_Entries supplied_
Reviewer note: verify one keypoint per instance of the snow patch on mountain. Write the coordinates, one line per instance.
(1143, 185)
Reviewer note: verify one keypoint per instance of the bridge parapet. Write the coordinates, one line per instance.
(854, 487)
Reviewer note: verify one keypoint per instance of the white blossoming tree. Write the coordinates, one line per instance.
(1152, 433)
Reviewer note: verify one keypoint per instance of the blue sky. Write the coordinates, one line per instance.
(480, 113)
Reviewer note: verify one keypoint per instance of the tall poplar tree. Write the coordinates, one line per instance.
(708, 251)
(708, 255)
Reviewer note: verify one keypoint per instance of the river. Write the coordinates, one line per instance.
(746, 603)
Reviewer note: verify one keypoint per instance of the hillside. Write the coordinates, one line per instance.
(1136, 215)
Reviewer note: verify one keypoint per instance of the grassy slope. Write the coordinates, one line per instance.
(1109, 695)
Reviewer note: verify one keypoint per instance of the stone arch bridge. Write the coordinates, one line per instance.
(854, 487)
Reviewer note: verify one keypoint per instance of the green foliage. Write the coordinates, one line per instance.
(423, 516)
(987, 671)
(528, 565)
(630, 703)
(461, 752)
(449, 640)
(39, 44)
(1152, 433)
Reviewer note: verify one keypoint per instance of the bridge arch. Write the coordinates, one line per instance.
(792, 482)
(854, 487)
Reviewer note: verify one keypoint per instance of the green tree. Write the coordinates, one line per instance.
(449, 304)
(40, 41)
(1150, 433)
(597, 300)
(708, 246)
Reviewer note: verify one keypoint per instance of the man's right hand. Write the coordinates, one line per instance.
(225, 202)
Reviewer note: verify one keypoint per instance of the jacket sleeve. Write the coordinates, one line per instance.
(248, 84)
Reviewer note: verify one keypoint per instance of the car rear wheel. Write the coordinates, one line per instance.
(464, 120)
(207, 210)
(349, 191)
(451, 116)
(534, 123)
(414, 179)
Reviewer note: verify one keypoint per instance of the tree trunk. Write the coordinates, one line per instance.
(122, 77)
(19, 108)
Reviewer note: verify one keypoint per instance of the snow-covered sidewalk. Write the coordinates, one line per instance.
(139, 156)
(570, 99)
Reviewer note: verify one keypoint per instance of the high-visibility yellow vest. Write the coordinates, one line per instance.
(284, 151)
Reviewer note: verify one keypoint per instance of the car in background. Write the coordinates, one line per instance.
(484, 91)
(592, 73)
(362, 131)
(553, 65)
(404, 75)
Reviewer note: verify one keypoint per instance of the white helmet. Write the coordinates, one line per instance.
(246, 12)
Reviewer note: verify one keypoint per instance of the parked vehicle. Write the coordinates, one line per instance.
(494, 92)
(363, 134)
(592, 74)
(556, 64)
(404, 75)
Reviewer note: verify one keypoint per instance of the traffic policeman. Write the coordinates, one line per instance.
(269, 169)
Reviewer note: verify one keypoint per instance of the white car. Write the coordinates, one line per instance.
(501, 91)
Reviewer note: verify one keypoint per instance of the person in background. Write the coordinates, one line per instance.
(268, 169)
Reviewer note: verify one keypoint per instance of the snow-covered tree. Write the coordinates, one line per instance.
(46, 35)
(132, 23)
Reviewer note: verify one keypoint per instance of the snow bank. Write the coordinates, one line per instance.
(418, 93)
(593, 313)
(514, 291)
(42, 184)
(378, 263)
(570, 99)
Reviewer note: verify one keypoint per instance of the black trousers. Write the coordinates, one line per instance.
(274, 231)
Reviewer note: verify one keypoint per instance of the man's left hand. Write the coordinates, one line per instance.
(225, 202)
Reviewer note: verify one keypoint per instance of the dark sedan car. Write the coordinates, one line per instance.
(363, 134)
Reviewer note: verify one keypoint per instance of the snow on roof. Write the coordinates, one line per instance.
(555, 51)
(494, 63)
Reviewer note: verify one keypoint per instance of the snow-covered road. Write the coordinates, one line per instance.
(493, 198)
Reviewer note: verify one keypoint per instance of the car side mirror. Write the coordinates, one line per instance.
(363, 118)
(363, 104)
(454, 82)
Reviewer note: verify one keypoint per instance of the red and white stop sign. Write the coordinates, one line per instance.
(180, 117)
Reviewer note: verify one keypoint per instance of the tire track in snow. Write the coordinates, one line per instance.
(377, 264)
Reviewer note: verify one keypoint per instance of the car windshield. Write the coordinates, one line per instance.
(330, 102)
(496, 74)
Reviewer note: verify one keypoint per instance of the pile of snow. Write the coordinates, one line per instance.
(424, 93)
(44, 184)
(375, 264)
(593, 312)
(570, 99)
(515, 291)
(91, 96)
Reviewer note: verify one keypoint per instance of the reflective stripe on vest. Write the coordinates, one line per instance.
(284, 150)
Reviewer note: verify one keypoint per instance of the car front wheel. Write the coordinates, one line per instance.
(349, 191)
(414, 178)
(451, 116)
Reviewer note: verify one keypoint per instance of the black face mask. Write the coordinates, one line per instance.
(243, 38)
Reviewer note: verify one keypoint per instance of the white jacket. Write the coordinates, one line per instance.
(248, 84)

_Problem_
Rewrite all of the entries above with "Reviewer note" renamed to "Annotator note" at every occurrence, leaving every other word and coordinate unchanged.

_Written solution_
Annotator note: verify one keypoint per instance of the snow patch on mountain. Write the coordinates, one line per instance.
(1143, 185)
Annotator note: verify one keypoint per instance of the bridge parapet. Write the coordinates, one line per instance.
(854, 487)
Annotator note: verify one keypoint per instance of the white blossoming tree. Write the coordinates, one line per instance.
(1152, 433)
Annotator note: verify one keypoint per instance of the blue sky. Write the coordinates, one line per instance.
(480, 113)
Annotator note: verify one keypoint per instance of the tall poplar tree. Write the coordinates, one line per instance.
(708, 251)
(708, 255)
Annotator note: verify one keypoint per instance of the river. Write the coordinates, one line per instance.
(746, 603)
Annotator note: verify one keypoint per instance of the hillside. Write the coordinates, one line per instance.
(1136, 215)
Annotator note: verify one keypoint per instance of the grassy slope. Write the coordinates, one line per instance.
(1109, 695)
Annotator note: verify one keypoint per instance of the stone arch bridge. Write the coordinates, one line per instance.
(854, 487)
Annotator note: verify one keypoint per instance of the green foliage. Write the coordinates, one line per instance.
(423, 516)
(987, 671)
(528, 565)
(630, 703)
(461, 752)
(449, 640)
(39, 44)
(1152, 433)
Annotator note: verify one keypoint per instance of the bridge arch. Write the coordinates, one line per instance.
(792, 482)
(854, 487)
Annotator note: verify one keypoint per instance of the green tree. Write the coordinates, one line per instance.
(449, 304)
(40, 41)
(1150, 433)
(597, 300)
(708, 246)
Annotator note: verify one keypoint per instance of the man's right hand. Write the coordinates, one line per instance.
(225, 202)
Annotator note: verify one keypoint per instance of the jacket sleeve. Write the coordinates, one line per instance.
(248, 84)
Annotator note: verify one keypoint per instance of the car rear wheel. Write the coordinates, one line per instance.
(464, 120)
(207, 210)
(349, 191)
(451, 116)
(534, 123)
(414, 179)
Annotator note: verify one keypoint per instance of the tree trunk. Write the coordinates, one line per instance.
(122, 77)
(19, 108)
Annotator note: verify one keypoint per instance of the snow-covered sidewalk. Write the coordinates, one line per instance.
(139, 156)
(570, 99)
Annotator note: verify one keypoint per instance of the high-visibility yellow vest. Write the coordinates, one line per instance.
(284, 151)
Annotator note: verify one keypoint per instance of the car in background. Write the coordinates, one line per instance.
(484, 91)
(592, 73)
(362, 131)
(553, 65)
(404, 75)
Annotator note: verify one keypoint per instance of the white helmet. Write the coordinates, one line per instance.
(246, 12)
Annotator note: verify one keypoint per instance of the parked vehicle. Write the coordinates, one line per instance.
(494, 92)
(363, 134)
(592, 74)
(556, 64)
(404, 75)
Annotator note: verify one keypoint per instance of the traffic policeman. Write the coordinates, one line per instance.
(269, 169)
Annotator note: verify one keypoint per instance of the white car. Write the coordinates, one line per instance.
(501, 91)
Annotator note: verify one keypoint per instance of the person in background. Write the coordinates, one line per instance.
(268, 169)
Annotator note: verify one keypoint per instance of the snow-covered tree. Write the coordinates, one line per instance.
(46, 35)
(132, 23)
Annotator note: verify one keypoint per instance of the snow bank. Write the coordinates, one line per instance.
(418, 93)
(593, 313)
(514, 291)
(42, 184)
(378, 263)
(570, 99)
Annotator note: verify one keypoint per instance of the black trousers. Write the coordinates, one line per instance.
(274, 231)
Annotator note: verify one keypoint per instance of the man's left hand. Write the coordinates, one line per instance.
(225, 202)
Annotator note: verify one keypoint per instance of the dark sedan car. Write the coordinates, one line per instance.
(363, 134)
Annotator note: verify one keypoint per instance of the snow on roof. Write the coordinates, one line per instance.
(555, 51)
(494, 63)
Annotator note: verify one keypoint per instance of the snow-covered road. Write the coordinates, one line per instance.
(493, 198)
Annotator note: verify one keypoint per instance of the car side mirror. Write the coordinates, one line per instance.
(363, 118)
(363, 104)
(454, 82)
Annotator note: verify one keypoint per instance of the red and white stop sign. Write the coordinates, one line per instance.
(180, 117)
Annotator note: verify one keypoint per instance of the tire track in snow. Write the coordinates, one line per instance.
(377, 264)
Annotator note: verify one keypoint per instance of the car windshield. Write the coordinates, one line per instance.
(330, 102)
(496, 74)
Annotator note: verify one keypoint per instance of the pile of snow. Write the coordinates, one line per instance.
(424, 93)
(44, 184)
(375, 264)
(593, 312)
(570, 99)
(515, 291)
(91, 96)
Annotator note: verify one keypoint per instance of the reflective stripe on vest. Write the coordinates, one line per instance.
(284, 150)
Annotator note: verify one keypoint per instance of the car front wheel. Write the coordinates, one line per instance.
(349, 191)
(414, 178)
(451, 116)
Annotator note: verify one keypoint per instance of the black face mask. Write the coordinates, one line per instance.
(243, 38)
Annotator note: verify one keypoint per instance of the white jacket. Write the coordinates, one line per instance.
(248, 84)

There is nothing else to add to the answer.